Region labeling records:
##############################
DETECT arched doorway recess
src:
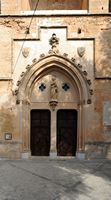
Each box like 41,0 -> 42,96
16,54 -> 91,156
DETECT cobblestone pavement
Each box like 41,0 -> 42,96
0,158 -> 111,200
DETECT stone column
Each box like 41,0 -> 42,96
50,111 -> 57,158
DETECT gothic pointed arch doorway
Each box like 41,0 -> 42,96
17,55 -> 91,159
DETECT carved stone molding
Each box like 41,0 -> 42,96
77,47 -> 85,57
49,33 -> 59,54
22,47 -> 29,58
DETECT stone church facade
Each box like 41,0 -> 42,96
0,0 -> 111,159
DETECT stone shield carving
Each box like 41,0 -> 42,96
77,47 -> 85,57
22,47 -> 29,58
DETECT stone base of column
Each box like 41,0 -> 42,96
50,152 -> 57,159
21,152 -> 31,159
76,152 -> 85,160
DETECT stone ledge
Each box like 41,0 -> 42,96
85,141 -> 111,145
0,140 -> 22,144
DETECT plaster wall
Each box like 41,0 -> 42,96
0,16 -> 111,158
1,0 -> 109,15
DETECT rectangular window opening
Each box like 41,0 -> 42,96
22,0 -> 89,14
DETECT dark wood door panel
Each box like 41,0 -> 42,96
57,110 -> 77,156
31,110 -> 50,156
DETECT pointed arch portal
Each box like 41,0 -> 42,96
17,54 -> 91,156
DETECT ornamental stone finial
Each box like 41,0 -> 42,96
49,33 -> 59,53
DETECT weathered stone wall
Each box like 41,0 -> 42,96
1,0 -> 109,14
89,0 -> 109,14
0,16 -> 111,157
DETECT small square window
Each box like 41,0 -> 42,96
5,133 -> 12,140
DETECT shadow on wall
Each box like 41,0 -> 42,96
109,0 -> 111,12
96,18 -> 111,78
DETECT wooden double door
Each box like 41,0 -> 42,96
30,110 -> 77,156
##############################
EXERCISE PROMPT: Can you copy out every one of these records word for word, leaving out the pictures?

SOLUTION:
DETECT arched doorway recess
src:
Each box like 41,0 -> 42,96
16,54 -> 91,156
DETECT cobblestone pavement
Each box like 41,0 -> 42,96
0,158 -> 111,200
DETECT stone column
Each box like 41,0 -> 42,96
50,111 -> 57,158
DETECT gothic pointed arch doorway
Each box like 41,0 -> 42,96
17,55 -> 91,159
DETECT carved stone molding
Each box like 41,0 -> 42,96
77,47 -> 85,57
49,33 -> 59,54
22,47 -> 29,58
DETECT stone church facade
Each box like 41,0 -> 42,96
0,0 -> 111,159
DETECT stone shield carving
Each box like 41,0 -> 42,96
77,47 -> 85,57
22,47 -> 29,58
DETECT stone base of column
Each box like 41,0 -> 42,96
50,152 -> 57,159
21,152 -> 31,159
76,152 -> 85,160
DETECT stone ledge
Each box like 41,0 -> 42,96
85,141 -> 111,145
0,140 -> 22,144
DETECT plaster wall
Each box like 41,0 -> 42,96
0,16 -> 111,158
1,0 -> 109,15
DETECT rectangular window opening
Each box like 41,0 -> 42,96
22,0 -> 89,14
DETECT dark wood door panel
Each box like 41,0 -> 42,96
57,110 -> 77,156
31,110 -> 50,156
DETECT pointed arch portal
Each box like 41,0 -> 42,96
17,54 -> 91,156
DETECT ornamental stone finial
Each box like 41,0 -> 42,96
49,33 -> 59,53
DETECT weathered stone wall
Each box like 41,0 -> 42,96
1,0 -> 109,14
89,0 -> 109,14
0,16 -> 111,157
DETECT small square window
Each box like 41,0 -> 42,96
5,133 -> 12,140
DETECT shadow on wall
Each box like 41,0 -> 42,96
109,0 -> 111,12
96,18 -> 111,78
DETECT wooden double door
Each box like 41,0 -> 42,96
30,110 -> 77,156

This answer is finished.